Excerpt to read Block Start
Given that the world is running virtually due to the COVID-19 pandemic, the ISC 2020 organizing committee, led by Keyes, set a precedent for the world's longest running supercomputing conference. The event was fully digital, with both live-streamed and pre-recorded events.

This year's event also witnessed a record registration of 4,735 specialists in high-performance computing (HPC).

"This demonstrates a comfortable migration of the computational community to the internet, which, in fact, is its own invention!" said Keyes. "Live conferences in which vendor exhibits are a critical part, such as ISC High Performance cannot be virtualized and will always have a niche. However, it seemed opportunistic in this year of the pandemic pause to not simply maintain a brand for existing participants but stake out a brand for new participants. This was part of our objective for Digital ISC 2020, and it is a very significant mandate, indeed!"

The event gathered supercomputing experts from around the world to the opening award ceremony where the new Japanese supercomputer "Fugaku" (the Japanese name for Mount Fuji) took honors atop the TOP500, the Green500, the Graph 500, and the HPCG lists.

The research papers were already selected when the pandemic shutdown occurred and have been published in the usual proceedings. Though pre-recorded, they will be unveiled in program sequence.
Excerpt to read Block End
Data Block Start
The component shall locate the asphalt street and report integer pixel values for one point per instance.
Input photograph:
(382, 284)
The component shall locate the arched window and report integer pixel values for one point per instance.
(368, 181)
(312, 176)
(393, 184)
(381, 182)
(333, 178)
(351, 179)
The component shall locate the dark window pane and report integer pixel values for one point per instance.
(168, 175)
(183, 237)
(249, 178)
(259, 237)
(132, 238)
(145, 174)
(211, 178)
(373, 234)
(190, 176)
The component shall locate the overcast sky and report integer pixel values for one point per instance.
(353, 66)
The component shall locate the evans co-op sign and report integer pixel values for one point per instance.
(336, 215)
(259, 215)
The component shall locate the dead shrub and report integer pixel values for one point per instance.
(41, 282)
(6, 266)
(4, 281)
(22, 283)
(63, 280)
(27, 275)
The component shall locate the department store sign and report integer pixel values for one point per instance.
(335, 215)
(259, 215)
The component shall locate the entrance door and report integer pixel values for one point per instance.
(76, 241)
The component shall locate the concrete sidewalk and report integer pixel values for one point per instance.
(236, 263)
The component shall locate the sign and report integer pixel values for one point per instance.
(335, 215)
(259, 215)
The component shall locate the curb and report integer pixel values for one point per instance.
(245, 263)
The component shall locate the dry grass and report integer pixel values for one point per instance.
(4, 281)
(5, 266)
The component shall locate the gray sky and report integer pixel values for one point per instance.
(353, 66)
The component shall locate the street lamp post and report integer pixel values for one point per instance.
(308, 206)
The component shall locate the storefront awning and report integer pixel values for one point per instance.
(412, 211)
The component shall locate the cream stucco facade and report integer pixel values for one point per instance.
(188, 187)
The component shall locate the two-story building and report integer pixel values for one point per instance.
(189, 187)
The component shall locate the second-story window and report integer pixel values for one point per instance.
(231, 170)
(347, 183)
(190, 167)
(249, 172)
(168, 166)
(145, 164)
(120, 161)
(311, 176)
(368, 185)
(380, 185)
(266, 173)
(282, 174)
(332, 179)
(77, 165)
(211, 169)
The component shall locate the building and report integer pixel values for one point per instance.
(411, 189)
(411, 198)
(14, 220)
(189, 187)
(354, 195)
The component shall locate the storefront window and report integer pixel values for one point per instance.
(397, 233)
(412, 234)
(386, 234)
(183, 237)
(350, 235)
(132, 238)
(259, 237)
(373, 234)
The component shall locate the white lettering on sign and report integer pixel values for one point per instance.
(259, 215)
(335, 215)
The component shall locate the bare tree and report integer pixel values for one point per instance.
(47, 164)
Data Block End
--- Apply what you read ---
[1] Reproduce the portion of the Digital ISC 2020 excerpt between "Given that the" and "high-performance computing (HPC).", inclusive.
[2] Answer these questions using the Digital ISC 2020 excerpt:
(a) How many high-performance computing specialists registered for this year's event?
(b) What does the name "Fugaku" mean?
(c) At what point had the research papers already been selected?
[3] Write the next part of the Digital ISC 2020 excerpt, continuing after its final sentence.
The listing is separate material and does not belong to the Digital ISC 2020 excerpt.

--- Activity answers ---
[1]
Given that the world is running virtually due to the COVID-19 pandemic, the ISC 2020 organizing committee, led by Keyes, set a precedent for the world's longest running supercomputing conference. The event was fully digital, with both live-streamed and pre-recorded events.

This year's event also witnessed a record registration of 4,735 specialists in high-performance computing (HPC).

[2]
(a) 4,735 specialists registered.
(b) "Fugaku" is the Japanese name for Mount Fuji.
(c) They had already been selected when the pandemic shutdown occurred.

[3]
A highlight of the technical papers is a Saudi entry lead-authored by two KAUST Ph.D. students in Computer Science, Noha Al-Harthi and Rabab Al-Omairi. Their paper on computationally simulated acoustic scattering won the 2020 Gauss Award from the Gauss Center for Supercomputing in Germany for the top contribution to HPC among all papers submitted to the conference.

A special session of ISC 2020 Digital was devoted to the global mobilization of supercomputing to mitigate the threats of the COVID-19 pandemic. The KAUST Shaheen II Cray supercomputer is one of the dozens from around the world engaged in fighting the pandemic. Shaheen II is serving cycles to nine projects by in-Kingdom research teams at five universities.

By going digital rather than skipping a year, ISC in its 35th year, remains the longest continuously running conference dedicated to advancing the science, technology, applications, ecosystem, and art of high-performance computing.

Keyes is the first ISC chair from a Middle Eastern institution. He previously chaired the technical program of the US-based counterpart Supercomputing Conference (SC), which draws over 13,000 physical participants, in 2018.